TASK REQUIREMENTS
Lines in the listing below that contain the string "field" are to be found and copied.

--- MATERIAL FOR THIS TASK Enclosed Below ---

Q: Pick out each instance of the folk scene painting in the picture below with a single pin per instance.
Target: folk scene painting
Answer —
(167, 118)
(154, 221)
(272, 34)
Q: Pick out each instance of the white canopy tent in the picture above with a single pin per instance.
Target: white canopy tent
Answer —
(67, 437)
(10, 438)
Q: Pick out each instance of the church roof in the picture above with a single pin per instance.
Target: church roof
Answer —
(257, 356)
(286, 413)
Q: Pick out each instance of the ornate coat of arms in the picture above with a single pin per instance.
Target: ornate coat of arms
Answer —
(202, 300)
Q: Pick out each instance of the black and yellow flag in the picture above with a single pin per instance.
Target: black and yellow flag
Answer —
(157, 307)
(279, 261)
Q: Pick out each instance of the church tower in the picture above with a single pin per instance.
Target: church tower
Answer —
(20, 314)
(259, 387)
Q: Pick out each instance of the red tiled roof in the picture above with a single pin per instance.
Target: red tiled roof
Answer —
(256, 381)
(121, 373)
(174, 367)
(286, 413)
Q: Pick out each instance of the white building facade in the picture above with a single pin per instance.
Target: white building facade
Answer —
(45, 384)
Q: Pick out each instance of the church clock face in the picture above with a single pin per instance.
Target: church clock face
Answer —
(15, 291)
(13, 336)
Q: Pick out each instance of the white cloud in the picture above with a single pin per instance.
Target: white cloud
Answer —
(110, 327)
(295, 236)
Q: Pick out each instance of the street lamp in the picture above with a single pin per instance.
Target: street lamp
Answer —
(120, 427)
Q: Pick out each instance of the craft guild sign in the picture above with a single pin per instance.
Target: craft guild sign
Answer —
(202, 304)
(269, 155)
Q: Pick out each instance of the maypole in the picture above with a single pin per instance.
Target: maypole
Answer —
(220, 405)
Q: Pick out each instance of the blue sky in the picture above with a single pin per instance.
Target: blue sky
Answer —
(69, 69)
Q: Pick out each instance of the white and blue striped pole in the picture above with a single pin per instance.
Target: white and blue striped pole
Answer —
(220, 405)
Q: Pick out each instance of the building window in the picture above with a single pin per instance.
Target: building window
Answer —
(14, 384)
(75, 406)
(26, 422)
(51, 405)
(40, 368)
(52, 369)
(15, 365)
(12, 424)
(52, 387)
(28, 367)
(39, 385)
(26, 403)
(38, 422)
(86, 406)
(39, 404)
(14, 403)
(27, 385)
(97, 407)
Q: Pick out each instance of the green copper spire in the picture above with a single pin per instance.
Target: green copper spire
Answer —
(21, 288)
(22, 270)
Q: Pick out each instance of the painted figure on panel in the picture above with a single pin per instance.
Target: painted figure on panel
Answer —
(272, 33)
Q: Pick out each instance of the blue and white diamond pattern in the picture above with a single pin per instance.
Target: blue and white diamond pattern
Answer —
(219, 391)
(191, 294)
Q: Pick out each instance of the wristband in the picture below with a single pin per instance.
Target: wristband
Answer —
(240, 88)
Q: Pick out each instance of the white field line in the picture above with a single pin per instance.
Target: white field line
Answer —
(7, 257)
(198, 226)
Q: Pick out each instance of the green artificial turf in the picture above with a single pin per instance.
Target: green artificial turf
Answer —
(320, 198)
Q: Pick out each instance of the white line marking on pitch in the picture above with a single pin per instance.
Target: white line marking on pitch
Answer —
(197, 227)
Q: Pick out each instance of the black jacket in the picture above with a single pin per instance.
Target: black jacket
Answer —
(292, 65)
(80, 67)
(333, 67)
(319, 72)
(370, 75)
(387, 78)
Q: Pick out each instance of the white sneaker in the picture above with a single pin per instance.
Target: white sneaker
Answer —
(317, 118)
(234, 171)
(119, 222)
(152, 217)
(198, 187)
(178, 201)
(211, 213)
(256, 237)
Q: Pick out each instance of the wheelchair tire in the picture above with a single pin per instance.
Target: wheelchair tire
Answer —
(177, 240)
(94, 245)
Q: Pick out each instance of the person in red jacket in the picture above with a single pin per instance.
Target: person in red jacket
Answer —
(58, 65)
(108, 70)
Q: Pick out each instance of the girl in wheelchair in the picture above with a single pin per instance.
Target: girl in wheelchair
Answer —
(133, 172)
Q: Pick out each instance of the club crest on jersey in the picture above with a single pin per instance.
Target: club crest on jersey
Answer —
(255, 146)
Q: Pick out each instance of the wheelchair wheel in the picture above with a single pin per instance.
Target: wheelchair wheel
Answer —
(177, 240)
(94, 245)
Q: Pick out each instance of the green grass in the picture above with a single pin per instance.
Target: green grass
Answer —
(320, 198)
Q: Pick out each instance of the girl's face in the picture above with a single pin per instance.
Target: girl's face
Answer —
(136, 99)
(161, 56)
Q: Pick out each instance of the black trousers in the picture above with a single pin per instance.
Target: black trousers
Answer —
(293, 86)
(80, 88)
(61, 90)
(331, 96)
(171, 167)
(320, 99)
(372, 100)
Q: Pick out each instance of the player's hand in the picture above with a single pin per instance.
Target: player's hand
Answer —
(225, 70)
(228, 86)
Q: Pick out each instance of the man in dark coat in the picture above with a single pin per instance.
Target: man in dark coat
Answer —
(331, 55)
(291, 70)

--- End of Enclosed MATERIAL FOR THIS TASK ---

EXERCISE ANSWER
Q: Pick out each instance of the white field line in the picture above with a single pin per instance.
Target: white field line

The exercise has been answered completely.